[Listed entries]
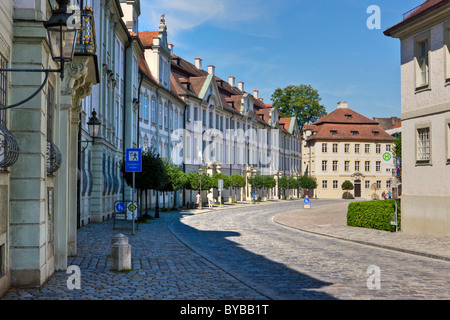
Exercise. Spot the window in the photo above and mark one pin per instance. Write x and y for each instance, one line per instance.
(195, 114)
(153, 111)
(367, 166)
(188, 113)
(423, 145)
(166, 117)
(50, 112)
(357, 165)
(160, 120)
(3, 90)
(347, 148)
(422, 64)
(447, 134)
(324, 165)
(335, 166)
(145, 109)
(447, 50)
(378, 148)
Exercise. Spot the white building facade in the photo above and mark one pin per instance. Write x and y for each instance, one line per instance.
(425, 70)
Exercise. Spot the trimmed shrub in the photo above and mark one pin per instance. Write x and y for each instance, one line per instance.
(373, 214)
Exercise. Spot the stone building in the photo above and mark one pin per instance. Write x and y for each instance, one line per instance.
(225, 129)
(38, 194)
(345, 145)
(424, 35)
(115, 100)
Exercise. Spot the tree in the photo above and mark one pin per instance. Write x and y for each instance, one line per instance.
(220, 176)
(237, 181)
(301, 102)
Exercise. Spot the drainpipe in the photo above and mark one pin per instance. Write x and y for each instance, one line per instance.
(130, 42)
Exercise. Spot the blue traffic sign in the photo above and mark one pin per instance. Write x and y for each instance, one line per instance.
(120, 207)
(133, 161)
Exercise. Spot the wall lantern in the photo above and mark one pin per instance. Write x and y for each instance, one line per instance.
(62, 33)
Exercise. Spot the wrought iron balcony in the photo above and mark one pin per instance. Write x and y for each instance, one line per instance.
(53, 156)
(86, 42)
(9, 149)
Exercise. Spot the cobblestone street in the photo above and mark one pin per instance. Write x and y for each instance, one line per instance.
(239, 254)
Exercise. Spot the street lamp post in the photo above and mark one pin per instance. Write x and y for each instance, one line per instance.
(200, 172)
(62, 35)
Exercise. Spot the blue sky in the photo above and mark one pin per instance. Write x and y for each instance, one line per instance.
(273, 44)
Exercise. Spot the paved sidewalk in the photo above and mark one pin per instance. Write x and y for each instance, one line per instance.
(330, 220)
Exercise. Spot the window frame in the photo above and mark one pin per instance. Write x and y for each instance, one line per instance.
(418, 128)
(418, 83)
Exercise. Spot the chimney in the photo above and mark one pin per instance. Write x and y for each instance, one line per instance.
(231, 81)
(342, 105)
(198, 63)
(211, 69)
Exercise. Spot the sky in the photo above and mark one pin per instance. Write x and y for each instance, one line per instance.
(273, 44)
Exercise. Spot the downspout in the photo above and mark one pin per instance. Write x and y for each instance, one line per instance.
(130, 42)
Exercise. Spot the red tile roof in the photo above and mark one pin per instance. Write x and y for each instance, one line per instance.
(147, 37)
(425, 8)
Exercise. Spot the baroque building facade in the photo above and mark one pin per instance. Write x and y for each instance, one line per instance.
(345, 145)
(198, 120)
(424, 34)
(38, 179)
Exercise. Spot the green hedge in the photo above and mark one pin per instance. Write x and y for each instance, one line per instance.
(375, 214)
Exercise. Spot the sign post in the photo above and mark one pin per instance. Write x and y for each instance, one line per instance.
(133, 163)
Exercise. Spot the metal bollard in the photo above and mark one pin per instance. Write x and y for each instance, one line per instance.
(120, 253)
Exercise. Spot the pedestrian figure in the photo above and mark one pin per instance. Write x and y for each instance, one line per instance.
(210, 199)
(198, 198)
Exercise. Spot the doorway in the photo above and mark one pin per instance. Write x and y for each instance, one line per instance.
(357, 188)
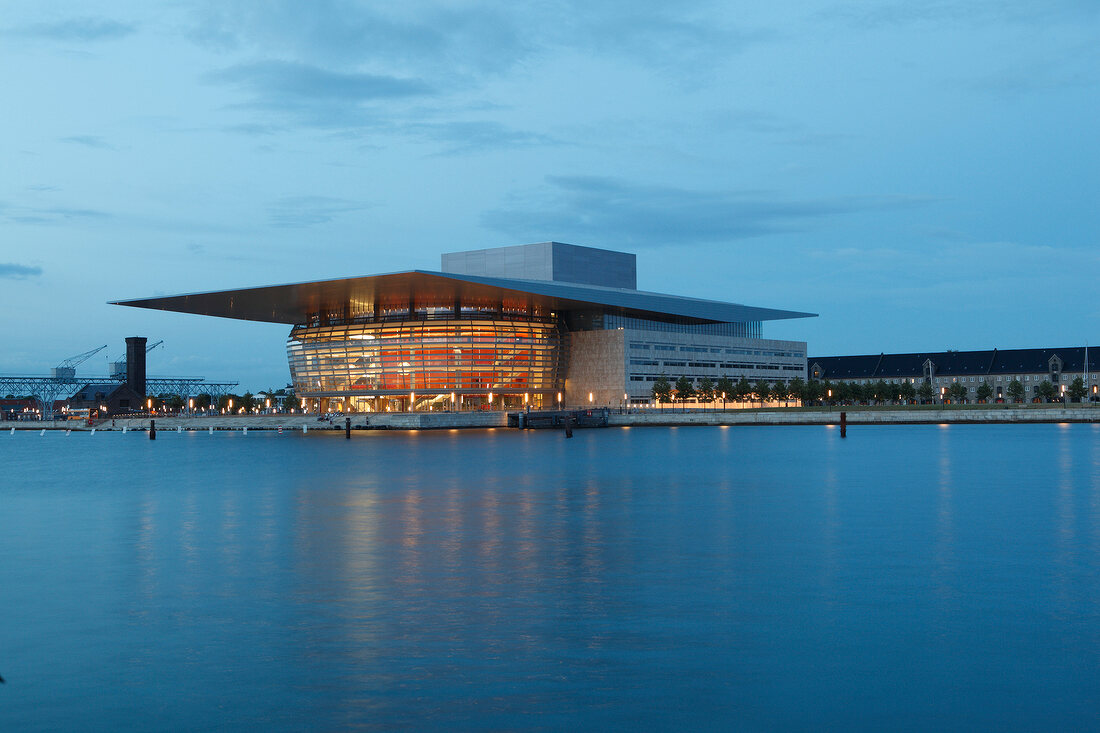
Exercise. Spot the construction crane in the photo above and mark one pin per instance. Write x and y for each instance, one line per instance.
(119, 365)
(67, 368)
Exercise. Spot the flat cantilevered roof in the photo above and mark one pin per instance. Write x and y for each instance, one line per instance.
(295, 303)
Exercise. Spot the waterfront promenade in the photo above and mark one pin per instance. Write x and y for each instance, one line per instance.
(857, 415)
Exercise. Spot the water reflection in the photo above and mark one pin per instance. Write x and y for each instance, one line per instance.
(944, 550)
(746, 578)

[What you will do]
Reproduce verbatim the lines from the one containing "Exercise. Spot the waterfront" through the last of the rows, including both of those lines.

[Solution to the exercise]
Exercise. Spot the waterfront promenade in the photo above and mark one pin per instance. Write x and y for each instance, one line per instance.
(857, 415)
Exercise. Spot the water reflection in the photo above and mark one pin per instance. Write x and y for each instance, one line per instance.
(944, 550)
(746, 578)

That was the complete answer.